> [The problem]
Return exactly the lines that run from the one containing "Target: green grass field" to the end of the entries, with both ends included.

> [Source material]
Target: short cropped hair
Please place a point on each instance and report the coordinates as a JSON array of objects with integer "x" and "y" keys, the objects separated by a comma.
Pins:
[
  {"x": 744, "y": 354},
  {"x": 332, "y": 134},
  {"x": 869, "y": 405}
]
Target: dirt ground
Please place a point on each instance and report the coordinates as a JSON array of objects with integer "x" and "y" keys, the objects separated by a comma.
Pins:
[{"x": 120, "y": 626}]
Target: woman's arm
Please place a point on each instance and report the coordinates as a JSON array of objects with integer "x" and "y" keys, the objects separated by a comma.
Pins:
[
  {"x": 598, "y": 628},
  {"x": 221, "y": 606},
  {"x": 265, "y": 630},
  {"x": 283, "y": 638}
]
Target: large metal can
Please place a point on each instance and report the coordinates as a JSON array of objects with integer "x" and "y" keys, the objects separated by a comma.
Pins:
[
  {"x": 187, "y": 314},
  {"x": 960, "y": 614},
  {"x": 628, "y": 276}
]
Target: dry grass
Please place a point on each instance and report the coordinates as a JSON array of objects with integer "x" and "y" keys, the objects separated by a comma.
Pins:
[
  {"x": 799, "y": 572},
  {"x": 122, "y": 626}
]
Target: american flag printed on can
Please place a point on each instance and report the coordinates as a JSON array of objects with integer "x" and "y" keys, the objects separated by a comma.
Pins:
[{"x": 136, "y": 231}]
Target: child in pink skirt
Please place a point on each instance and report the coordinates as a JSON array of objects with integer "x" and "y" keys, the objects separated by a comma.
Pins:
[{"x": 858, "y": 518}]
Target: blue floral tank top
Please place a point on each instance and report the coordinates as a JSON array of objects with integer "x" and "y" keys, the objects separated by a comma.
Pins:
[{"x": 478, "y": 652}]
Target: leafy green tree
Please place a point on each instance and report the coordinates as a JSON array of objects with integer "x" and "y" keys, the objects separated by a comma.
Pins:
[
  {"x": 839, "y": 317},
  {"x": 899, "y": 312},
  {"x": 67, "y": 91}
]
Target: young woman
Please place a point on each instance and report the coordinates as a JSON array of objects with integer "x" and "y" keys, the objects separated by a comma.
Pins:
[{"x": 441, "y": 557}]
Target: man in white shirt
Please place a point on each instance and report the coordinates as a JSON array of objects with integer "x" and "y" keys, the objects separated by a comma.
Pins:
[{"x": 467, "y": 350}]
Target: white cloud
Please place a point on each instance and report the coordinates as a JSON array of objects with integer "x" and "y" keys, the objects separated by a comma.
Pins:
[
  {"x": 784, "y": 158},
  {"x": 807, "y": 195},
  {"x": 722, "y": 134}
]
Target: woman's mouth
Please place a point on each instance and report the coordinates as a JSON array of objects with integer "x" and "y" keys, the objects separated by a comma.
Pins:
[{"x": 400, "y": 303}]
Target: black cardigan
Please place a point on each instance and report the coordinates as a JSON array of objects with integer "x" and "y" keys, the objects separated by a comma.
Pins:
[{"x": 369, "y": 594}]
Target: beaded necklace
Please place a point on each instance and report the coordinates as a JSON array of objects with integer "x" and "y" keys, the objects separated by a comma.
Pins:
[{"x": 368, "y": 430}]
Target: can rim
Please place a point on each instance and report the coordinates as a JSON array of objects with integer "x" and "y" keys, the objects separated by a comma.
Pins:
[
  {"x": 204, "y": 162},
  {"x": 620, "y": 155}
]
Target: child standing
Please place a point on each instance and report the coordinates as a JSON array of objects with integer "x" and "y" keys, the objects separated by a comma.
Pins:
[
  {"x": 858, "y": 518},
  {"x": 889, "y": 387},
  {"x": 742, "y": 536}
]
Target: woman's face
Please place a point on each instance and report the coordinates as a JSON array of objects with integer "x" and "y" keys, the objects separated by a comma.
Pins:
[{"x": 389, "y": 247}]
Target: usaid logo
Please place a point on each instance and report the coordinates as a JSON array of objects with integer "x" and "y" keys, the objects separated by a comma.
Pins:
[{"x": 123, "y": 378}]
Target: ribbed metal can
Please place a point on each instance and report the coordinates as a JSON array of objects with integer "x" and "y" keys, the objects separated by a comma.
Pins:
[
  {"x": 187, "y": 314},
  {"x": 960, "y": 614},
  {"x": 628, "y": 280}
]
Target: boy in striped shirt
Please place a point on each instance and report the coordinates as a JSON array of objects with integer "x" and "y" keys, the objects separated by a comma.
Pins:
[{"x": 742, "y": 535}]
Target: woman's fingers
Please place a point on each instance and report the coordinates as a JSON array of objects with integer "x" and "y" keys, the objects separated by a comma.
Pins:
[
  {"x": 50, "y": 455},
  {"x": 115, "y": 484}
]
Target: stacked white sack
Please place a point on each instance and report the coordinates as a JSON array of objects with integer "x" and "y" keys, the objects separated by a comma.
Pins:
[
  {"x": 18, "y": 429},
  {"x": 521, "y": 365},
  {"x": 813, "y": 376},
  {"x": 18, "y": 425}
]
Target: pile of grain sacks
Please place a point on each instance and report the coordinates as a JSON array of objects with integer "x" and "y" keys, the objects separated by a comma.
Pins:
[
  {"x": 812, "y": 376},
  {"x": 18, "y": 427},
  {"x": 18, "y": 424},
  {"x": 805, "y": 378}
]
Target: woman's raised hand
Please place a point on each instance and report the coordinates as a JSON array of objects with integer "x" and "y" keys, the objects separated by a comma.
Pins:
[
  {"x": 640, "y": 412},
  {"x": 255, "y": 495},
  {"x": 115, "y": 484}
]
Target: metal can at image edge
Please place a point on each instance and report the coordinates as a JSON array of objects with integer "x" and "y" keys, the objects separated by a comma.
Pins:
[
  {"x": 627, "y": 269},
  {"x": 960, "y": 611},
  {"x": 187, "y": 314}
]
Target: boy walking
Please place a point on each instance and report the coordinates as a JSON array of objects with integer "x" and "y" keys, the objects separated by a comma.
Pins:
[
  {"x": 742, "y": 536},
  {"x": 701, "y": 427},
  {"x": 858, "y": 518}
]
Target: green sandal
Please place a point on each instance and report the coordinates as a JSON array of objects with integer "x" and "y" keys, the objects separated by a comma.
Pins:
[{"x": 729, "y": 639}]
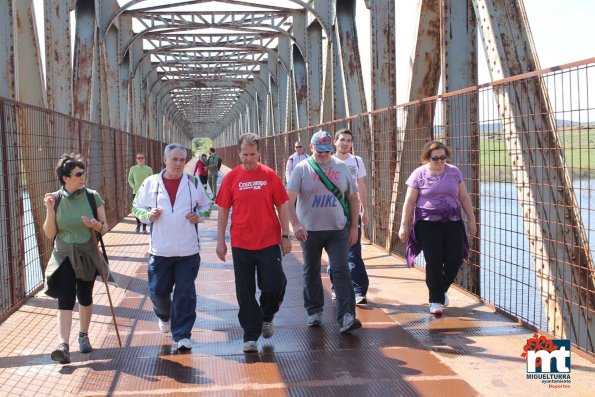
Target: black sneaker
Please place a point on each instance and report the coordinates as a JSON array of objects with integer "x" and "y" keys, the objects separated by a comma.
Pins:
[
  {"x": 85, "y": 344},
  {"x": 61, "y": 354}
]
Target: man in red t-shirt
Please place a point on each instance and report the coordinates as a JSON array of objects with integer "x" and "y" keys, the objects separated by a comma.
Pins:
[{"x": 258, "y": 237}]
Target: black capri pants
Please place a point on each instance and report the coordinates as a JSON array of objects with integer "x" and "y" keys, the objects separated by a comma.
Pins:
[{"x": 70, "y": 287}]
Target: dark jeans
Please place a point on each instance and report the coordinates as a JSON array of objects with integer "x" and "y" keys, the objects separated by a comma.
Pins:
[
  {"x": 164, "y": 273},
  {"x": 336, "y": 244},
  {"x": 357, "y": 267},
  {"x": 71, "y": 288},
  {"x": 266, "y": 264},
  {"x": 442, "y": 244}
]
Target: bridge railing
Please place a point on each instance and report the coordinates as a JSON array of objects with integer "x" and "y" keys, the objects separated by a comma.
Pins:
[
  {"x": 31, "y": 141},
  {"x": 526, "y": 146}
]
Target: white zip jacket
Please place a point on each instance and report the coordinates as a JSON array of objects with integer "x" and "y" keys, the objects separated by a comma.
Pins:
[{"x": 171, "y": 234}]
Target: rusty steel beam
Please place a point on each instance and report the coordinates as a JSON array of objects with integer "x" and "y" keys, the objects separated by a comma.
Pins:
[
  {"x": 351, "y": 65},
  {"x": 314, "y": 44},
  {"x": 557, "y": 237},
  {"x": 85, "y": 77},
  {"x": 461, "y": 127},
  {"x": 7, "y": 67},
  {"x": 58, "y": 53},
  {"x": 419, "y": 119},
  {"x": 384, "y": 95}
]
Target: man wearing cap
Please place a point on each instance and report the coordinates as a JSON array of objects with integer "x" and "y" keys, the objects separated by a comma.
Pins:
[
  {"x": 294, "y": 159},
  {"x": 325, "y": 219}
]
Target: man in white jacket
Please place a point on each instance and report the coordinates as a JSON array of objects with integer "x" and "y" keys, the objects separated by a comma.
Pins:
[{"x": 170, "y": 202}]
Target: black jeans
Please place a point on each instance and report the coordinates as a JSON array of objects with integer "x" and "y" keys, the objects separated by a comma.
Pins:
[
  {"x": 71, "y": 287},
  {"x": 443, "y": 247},
  {"x": 266, "y": 263}
]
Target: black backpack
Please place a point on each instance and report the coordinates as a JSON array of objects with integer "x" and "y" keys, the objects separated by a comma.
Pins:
[{"x": 93, "y": 205}]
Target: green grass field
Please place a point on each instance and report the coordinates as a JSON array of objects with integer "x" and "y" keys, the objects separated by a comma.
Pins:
[{"x": 578, "y": 149}]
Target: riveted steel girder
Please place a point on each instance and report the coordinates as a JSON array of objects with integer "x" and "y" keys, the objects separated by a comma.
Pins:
[
  {"x": 419, "y": 119},
  {"x": 58, "y": 53},
  {"x": 86, "y": 77},
  {"x": 382, "y": 44},
  {"x": 459, "y": 57},
  {"x": 27, "y": 62},
  {"x": 557, "y": 237}
]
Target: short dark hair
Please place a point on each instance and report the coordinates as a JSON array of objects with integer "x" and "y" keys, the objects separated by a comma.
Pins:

> [Solution]
Target: green grass field
Please place a point on each instance and report the coordinates as a JSON array of objects with integer "x" and "y" keys, the objects separated by a comma.
Pins:
[{"x": 578, "y": 149}]
Target: riveted steel girder
Please place a point on each instance and report the coordinates as a JSON array of objects with integer "x" and "y" keys, the objects separated by a comma.
Pins:
[
  {"x": 419, "y": 119},
  {"x": 58, "y": 53},
  {"x": 86, "y": 77},
  {"x": 382, "y": 44},
  {"x": 459, "y": 57},
  {"x": 27, "y": 62},
  {"x": 557, "y": 237}
]
Target: short dark hair
Please place a point on each instance and report the coordinates as a JSON array of objects with integer "x" and "y" keys, the objects separated by a comma.
Pins:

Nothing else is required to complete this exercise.